Exercise aim: Below are the records; give again exactly the line with "Hi there — would you mind finding the yellow", the line with "Hi there — would you mind finding the teal", and each line that lies between them, and nothing besides.

Record excerpts:
════════
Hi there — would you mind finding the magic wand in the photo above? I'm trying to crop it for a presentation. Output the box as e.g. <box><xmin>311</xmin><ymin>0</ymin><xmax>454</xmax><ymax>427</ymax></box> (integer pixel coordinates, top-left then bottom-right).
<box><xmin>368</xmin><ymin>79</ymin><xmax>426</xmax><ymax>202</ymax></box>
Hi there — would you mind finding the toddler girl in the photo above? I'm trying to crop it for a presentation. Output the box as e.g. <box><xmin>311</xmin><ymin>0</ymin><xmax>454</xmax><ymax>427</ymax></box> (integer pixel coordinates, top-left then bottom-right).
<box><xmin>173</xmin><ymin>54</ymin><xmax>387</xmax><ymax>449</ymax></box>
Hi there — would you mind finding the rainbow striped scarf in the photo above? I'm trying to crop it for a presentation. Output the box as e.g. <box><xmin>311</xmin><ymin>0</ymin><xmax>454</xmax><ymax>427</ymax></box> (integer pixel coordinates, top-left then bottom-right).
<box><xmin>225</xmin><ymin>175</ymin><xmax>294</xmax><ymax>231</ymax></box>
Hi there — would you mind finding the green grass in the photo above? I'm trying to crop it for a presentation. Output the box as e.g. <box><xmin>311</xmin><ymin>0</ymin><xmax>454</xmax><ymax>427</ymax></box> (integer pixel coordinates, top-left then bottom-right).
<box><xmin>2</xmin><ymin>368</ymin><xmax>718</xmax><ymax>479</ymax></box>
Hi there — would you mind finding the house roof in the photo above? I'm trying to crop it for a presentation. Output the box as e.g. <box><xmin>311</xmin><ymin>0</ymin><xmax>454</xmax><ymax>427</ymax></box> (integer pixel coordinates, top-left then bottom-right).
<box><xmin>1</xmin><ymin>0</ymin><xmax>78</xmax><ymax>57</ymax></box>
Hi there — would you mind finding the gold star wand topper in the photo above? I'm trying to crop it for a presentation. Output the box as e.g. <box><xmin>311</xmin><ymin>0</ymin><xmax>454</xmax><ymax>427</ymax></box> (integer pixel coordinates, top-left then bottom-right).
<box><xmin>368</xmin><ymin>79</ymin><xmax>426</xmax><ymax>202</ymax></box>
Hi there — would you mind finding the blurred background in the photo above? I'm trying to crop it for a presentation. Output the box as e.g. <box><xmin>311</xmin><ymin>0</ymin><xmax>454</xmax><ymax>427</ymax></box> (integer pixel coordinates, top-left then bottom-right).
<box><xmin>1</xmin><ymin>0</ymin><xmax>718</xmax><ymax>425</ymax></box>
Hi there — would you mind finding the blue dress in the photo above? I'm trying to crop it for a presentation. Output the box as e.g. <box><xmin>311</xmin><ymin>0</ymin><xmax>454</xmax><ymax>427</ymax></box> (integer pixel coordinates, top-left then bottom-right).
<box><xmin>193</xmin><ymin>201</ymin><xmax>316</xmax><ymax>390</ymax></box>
════════
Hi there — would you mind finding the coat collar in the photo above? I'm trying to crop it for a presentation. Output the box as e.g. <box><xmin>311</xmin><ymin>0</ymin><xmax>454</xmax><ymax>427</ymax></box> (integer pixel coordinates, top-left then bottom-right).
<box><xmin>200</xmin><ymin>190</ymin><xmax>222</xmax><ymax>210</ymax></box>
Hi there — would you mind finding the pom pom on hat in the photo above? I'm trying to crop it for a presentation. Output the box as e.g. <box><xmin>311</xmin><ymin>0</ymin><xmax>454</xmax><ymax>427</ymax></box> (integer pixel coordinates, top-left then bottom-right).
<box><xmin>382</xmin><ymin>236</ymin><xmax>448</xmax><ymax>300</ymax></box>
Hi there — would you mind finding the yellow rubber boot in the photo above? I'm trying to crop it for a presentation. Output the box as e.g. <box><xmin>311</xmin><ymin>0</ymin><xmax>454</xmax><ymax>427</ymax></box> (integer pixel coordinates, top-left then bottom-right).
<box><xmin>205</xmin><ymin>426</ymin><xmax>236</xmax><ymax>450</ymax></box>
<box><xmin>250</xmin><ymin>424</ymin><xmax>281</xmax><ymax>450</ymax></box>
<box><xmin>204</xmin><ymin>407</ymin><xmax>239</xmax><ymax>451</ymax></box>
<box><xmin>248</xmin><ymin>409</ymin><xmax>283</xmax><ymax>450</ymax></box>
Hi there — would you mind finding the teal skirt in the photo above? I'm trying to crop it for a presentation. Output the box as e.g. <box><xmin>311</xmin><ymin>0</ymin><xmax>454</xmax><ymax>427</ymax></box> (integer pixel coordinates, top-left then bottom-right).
════════
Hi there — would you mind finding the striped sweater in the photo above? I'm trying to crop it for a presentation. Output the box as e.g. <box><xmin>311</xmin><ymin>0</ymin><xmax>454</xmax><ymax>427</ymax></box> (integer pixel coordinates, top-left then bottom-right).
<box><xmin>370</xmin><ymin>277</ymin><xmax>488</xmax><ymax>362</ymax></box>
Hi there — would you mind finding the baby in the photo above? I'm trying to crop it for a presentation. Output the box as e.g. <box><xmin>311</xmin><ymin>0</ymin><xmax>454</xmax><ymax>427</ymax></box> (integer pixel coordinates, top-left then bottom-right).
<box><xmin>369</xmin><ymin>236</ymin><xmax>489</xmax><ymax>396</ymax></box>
════════
Result below:
Hi there — would you mind finding the yellow rubber boot in the photo above? I'm trying to crop it for a presentation. Output the box as e.g. <box><xmin>311</xmin><ymin>0</ymin><xmax>454</xmax><ymax>427</ymax></box> (integer pixel coordinates, top-left then bottom-right).
<box><xmin>205</xmin><ymin>426</ymin><xmax>236</xmax><ymax>450</ymax></box>
<box><xmin>250</xmin><ymin>424</ymin><xmax>281</xmax><ymax>450</ymax></box>
<box><xmin>204</xmin><ymin>407</ymin><xmax>239</xmax><ymax>451</ymax></box>
<box><xmin>248</xmin><ymin>409</ymin><xmax>283</xmax><ymax>450</ymax></box>
Hi there — would you mind finding the teal skirt in the photo above? I'm trying to crop it for a presentation. Output the box as e.g. <box><xmin>311</xmin><ymin>0</ymin><xmax>454</xmax><ymax>427</ymax></box> (integer pixel coordinates, top-left then bottom-right).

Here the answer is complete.